START Recorded data

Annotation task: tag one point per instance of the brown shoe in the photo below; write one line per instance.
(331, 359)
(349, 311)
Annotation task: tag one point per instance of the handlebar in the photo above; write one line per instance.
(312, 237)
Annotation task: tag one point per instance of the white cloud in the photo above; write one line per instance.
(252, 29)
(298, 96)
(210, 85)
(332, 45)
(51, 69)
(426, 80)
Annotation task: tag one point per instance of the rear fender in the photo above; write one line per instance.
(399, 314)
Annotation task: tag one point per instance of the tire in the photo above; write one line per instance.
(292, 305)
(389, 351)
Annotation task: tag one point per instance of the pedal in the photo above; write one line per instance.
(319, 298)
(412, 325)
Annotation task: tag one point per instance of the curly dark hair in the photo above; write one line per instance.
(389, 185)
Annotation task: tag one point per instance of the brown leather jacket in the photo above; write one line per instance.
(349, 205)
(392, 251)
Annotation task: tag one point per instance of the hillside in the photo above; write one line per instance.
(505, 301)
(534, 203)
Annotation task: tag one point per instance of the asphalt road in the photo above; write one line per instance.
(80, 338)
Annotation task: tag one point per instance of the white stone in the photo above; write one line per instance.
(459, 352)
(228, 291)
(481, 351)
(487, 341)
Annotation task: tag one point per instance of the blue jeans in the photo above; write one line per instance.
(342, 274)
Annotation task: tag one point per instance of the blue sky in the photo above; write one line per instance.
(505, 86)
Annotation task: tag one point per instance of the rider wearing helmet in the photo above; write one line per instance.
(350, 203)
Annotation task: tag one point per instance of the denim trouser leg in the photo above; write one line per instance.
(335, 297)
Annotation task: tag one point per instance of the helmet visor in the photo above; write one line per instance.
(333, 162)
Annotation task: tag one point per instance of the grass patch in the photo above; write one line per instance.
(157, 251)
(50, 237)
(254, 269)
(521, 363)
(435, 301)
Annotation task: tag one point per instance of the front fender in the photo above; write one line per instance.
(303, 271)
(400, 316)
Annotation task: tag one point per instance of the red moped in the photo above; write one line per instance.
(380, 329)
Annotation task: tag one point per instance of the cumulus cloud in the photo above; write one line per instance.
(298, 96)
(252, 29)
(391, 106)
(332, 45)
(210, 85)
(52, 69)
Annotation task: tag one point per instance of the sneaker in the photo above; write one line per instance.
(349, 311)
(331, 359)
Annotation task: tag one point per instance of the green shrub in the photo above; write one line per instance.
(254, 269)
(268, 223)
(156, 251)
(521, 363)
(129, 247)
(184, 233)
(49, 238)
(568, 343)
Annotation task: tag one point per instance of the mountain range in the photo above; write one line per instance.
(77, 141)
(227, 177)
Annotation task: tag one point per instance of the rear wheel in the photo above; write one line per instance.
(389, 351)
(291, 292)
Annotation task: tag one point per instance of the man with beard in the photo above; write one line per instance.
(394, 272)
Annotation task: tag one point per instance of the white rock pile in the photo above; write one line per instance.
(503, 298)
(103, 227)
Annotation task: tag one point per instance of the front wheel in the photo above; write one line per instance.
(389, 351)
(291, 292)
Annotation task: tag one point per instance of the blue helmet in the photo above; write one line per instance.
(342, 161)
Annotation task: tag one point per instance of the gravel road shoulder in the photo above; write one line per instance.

END Recorded data
START Recorded data

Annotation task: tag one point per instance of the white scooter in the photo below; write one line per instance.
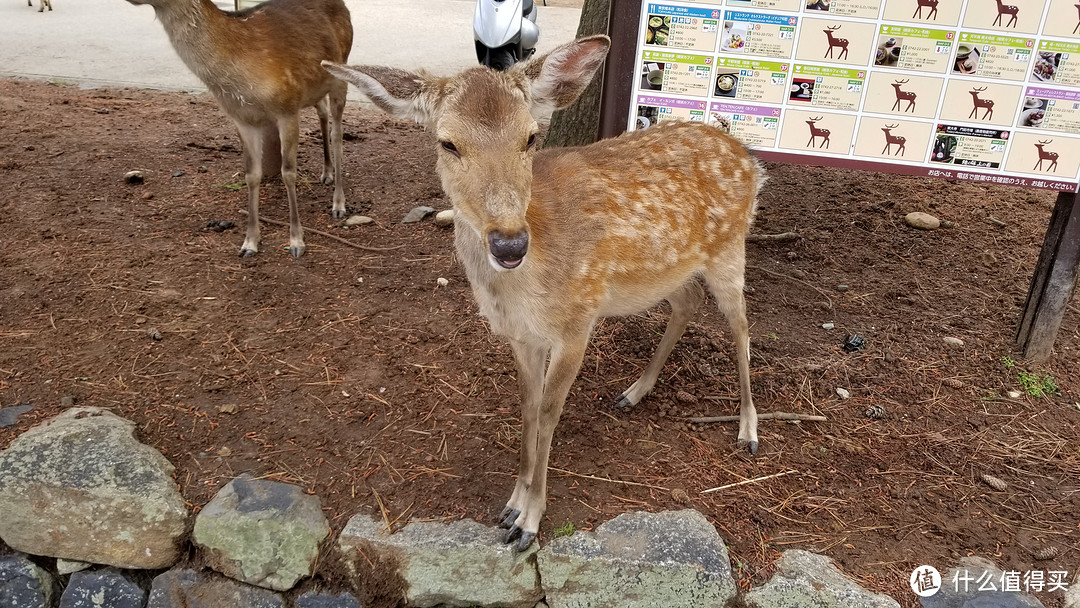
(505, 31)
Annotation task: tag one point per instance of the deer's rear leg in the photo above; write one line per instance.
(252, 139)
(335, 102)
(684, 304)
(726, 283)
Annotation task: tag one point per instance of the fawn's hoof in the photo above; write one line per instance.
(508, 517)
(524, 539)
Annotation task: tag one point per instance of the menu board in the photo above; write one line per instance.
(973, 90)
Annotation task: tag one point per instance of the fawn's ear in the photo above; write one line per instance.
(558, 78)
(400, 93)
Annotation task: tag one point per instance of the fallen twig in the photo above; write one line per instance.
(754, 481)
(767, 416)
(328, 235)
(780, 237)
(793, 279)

END Recorded data

▸ Requirement:
Select each line of the items that contains the word "helmet", and copy those lines.

▸ Answer in full:
Annotation task: tag one point per instance of the rider wearing helmet in the photo above; write one line per instance.
Annotation task: tag one point per instance of the helmet visor in the photo above; write one line per instance.
Annotation task: tag one point per instance of the blue helmet in the photo above; write one line per instance.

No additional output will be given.